## begin Dataset records
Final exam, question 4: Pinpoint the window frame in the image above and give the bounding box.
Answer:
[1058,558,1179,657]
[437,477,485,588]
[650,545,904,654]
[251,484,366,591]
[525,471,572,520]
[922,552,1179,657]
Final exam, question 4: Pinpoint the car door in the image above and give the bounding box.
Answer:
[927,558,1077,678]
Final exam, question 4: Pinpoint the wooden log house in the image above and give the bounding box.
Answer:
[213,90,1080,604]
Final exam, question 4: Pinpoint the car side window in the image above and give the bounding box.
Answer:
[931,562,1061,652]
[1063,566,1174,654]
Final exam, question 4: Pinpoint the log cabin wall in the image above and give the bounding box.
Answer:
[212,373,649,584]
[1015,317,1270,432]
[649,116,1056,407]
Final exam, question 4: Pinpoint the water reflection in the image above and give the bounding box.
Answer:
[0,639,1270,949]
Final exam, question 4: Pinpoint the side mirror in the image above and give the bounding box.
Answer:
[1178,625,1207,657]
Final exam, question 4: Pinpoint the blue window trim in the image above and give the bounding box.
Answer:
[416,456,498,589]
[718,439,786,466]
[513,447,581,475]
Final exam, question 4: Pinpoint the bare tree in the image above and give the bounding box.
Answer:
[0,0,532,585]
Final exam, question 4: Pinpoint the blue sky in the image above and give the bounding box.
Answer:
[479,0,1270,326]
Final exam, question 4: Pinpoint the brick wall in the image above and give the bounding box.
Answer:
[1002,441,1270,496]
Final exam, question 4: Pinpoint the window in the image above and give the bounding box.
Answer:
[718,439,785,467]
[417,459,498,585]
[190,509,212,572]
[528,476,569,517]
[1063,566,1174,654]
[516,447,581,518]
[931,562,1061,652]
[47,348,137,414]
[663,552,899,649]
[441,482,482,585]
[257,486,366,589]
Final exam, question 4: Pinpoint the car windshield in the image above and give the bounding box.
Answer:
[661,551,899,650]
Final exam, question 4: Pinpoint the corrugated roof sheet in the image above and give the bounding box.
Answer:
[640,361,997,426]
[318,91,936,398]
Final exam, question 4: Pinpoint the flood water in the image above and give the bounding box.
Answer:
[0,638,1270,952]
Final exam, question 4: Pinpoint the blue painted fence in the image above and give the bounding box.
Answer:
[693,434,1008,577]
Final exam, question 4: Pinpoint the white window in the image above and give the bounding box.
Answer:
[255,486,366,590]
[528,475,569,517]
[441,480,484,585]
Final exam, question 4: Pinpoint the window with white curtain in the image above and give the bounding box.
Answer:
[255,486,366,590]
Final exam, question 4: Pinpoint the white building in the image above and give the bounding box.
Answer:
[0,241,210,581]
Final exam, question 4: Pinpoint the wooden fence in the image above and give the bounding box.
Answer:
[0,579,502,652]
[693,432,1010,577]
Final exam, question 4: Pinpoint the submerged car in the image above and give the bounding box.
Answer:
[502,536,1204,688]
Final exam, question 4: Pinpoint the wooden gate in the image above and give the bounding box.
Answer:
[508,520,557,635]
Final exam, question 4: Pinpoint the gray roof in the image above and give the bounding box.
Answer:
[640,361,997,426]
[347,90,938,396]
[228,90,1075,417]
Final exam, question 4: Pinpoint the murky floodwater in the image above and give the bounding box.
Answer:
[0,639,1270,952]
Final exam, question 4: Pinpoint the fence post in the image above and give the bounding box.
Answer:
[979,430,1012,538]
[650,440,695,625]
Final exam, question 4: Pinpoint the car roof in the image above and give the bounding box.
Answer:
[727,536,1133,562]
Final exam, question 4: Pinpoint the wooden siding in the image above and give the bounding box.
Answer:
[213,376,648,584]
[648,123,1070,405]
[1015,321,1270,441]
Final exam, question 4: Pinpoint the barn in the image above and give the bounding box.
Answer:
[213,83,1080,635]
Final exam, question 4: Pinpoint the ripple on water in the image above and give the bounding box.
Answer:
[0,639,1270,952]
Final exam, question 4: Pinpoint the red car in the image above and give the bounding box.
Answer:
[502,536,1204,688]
## end Dataset records
Reproduce the data above verbatim, everything from its first line down to the line containing "[649,116,1056,407]", with both of these lines included.

Answer to this task:
Final exam, question 4: Pinpoint the window frame in the image above and give the bounding box.
Answer:
[1058,558,1179,657]
[437,477,485,588]
[650,545,904,654]
[251,484,366,591]
[525,471,572,520]
[922,552,1179,657]
Final exam, question 4: Pinpoint the car door in the image above and give the bounding box.
Answer:
[927,558,1077,678]
Final exam, question 4: Pinpoint the wooden log house in the image above and give the bounding box.
Answer:
[213,90,1080,604]
Final exam, question 4: Pinpoint the car side window in the image above and give the bounding box.
Answer:
[931,562,1061,652]
[1063,566,1174,654]
Final exam, question 4: Pinpoint the log cabin wall in the image above and give the bounding box.
Answer:
[212,373,649,584]
[1015,317,1270,432]
[649,116,1056,407]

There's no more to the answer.